相撲の世界では、時折、親子力士が誕生したりします。

でも、プロ野球では皆無とも言えましょう。

大リーグでは、親子、希には親子孫と続く大リーガーが誕生したりもします。

 

 この朝日の社説では、伝統芸能の世襲には異論がないようですが、海の向こうの伝統芸能であるオペラの世界に於いて、世襲の大歌手など私は聞いた事がありません

 

 そして、私は、伝統芸能に於いても世襲には、弊害が生じると存じます。

日本の伝統芸能(例えば能・歌舞伎)に於いて、声(口跡)は重要な要素と思います。

オペラの世界で、声を世襲できないのに、能・歌舞伎では、その声を世襲出来るのでしょうか?

 

 私は(私のヤッカミも含まれているかもしれませんが)、たとえ能・歌舞伎であっても、声の世襲は不可能と存じます。

何よりもその端的な例は、能・歌舞伎役者の発する言葉を聞き取る事が大変難しいのです

一般常識では、「能・歌舞伎役者の発する言葉は聞き取れなくても良いのだ」となっていますが、そうでしょうか?

私の友人は、“能・歌舞伎はあらかじめ予習して出掛けるのが常識だ!”との一喝で私の疑問を唾棄しました。

(可笑しいですよね、昔は、字の読めない方が多かったし……初演ものは、どうやって予習していったのでしょうか?)

 

1999年に、百歳で亡くなられるまで現役を続けられた浄瑠璃清元節の人間国宝の清元志寿太夫さんのお声は絶品でした。

大変響きのある美声で、言葉の意味もはっきり聞き取れました。

 

従いまして、日本の伝統芸能に於いても、素晴らしい声で発せられた言葉は、当然ながら意味明瞭となるのです。

しかし残念な事に世襲化されてしまった他の能・歌舞伎役者からは、清元志寿太夫さんの様な声を聞く事が出来ません。

これは悲劇です。

 

 この歌舞伎などに関しては、『文芸春秋』(別冊1998 Winter No.222)に、岡田嘉夫氏が、“古典芸能ファンの『宝島』”との素晴らしい論評を書かれておられます。

ここにその一部を抜粋させて頂きます。

 

……昔々、京都南座の薄暗い客席。当時七十歳だった祖母と、小学六年の私。舞台は文楽人形浄瑠璃「菅原伝授手習鑑寺子屋の段」。
***
| 課題 |
上の伝統芸能の世襲についての文章を、最後の文に続けて書き進めてください。 記録は、伝統芸能の世襲についての文章とは別の資料です。

データセットの項目:
***
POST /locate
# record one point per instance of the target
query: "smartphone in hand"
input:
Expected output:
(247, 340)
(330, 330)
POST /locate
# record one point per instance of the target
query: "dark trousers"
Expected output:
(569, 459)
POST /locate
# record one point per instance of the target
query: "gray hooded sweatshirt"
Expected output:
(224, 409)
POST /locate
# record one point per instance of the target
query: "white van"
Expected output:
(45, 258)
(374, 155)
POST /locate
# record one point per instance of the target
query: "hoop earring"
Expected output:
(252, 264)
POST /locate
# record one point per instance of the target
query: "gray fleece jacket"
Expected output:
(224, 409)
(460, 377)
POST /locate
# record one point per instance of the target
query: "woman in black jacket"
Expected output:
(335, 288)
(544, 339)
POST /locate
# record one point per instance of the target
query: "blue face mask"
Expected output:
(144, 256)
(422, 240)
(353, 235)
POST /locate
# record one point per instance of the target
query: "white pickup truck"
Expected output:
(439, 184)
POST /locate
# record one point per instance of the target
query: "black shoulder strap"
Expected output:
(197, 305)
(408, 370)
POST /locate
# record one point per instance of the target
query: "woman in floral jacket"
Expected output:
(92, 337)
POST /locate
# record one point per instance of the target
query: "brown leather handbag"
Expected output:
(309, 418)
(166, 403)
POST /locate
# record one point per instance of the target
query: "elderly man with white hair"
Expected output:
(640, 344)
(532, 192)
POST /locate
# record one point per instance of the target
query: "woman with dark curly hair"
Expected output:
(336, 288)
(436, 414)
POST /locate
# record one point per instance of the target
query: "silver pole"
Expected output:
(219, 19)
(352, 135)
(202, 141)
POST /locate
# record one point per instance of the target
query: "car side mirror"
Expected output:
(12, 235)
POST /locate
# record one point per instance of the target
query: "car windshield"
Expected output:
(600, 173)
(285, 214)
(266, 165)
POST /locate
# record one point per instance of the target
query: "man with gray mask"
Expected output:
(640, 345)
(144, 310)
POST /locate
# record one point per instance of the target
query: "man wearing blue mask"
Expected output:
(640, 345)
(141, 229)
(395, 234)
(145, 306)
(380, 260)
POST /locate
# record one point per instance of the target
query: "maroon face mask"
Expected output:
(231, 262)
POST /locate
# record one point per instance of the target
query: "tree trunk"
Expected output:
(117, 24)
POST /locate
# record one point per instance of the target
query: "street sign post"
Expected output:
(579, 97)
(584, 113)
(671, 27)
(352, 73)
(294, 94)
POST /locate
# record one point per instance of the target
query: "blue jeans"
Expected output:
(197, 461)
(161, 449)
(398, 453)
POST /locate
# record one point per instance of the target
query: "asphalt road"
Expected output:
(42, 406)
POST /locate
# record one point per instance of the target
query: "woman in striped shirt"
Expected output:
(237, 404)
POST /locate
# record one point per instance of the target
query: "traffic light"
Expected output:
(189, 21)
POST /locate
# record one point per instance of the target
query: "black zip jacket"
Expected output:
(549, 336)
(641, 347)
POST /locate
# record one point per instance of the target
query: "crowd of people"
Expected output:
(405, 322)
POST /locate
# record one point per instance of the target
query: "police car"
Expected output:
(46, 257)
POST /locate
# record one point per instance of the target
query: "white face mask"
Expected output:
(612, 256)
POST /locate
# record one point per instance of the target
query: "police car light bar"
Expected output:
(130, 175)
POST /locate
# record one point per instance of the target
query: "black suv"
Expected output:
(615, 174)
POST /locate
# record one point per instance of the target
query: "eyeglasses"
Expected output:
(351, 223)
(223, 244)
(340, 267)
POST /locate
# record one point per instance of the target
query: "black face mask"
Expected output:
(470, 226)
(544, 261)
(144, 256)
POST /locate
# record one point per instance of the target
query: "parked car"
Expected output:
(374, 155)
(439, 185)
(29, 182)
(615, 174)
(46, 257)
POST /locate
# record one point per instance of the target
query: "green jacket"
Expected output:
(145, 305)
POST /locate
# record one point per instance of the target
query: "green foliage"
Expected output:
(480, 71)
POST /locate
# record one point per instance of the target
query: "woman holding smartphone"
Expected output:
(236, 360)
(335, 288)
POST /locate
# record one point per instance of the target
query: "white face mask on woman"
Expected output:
***
| 解答 |
……

そう、それが古典なんだ。何度見ても楽しくて飽きないから。お前が『宝島』を繰り返し読んだように。字が書けない、新聞も読めないおばあちゃんだって、こんなにのめり込んで見られるのが、古典なんだ

……

今の文楽を聞いて首を傾げることがよくある。小六の時以来聞いた山城少掾の語る日本語はよくわかった。だから感動できた。ところが年を重ねるにつれ、太夫たちの語りにわかりにくい箇所が増えた

耳が遠くなったわけではない。

 

義太夫は「音」を最も大切にしているはずだ。それは、日本語の言葉一つ一つの響きでもって、あらゆる感情・感触・状況・性別・年齢等を表現しなければならない至難な約束ごとである。それを歌って、メロディ感覚の安易な表現手法へ傾けていくから、言葉が妙にうねうね一人踊りをしてしまい、聞き取りにくい日本語になっていく。名人・山城少掾のように言葉が持つ生命力の表現追求ができていれば、このようなことはないだろう。逆にいうと、今の人材では山城少掾のはっきりした日本語の言葉語りを承襲すると、半端な朗読のようになって義大夫として成立しないための逃げなのかもしれない。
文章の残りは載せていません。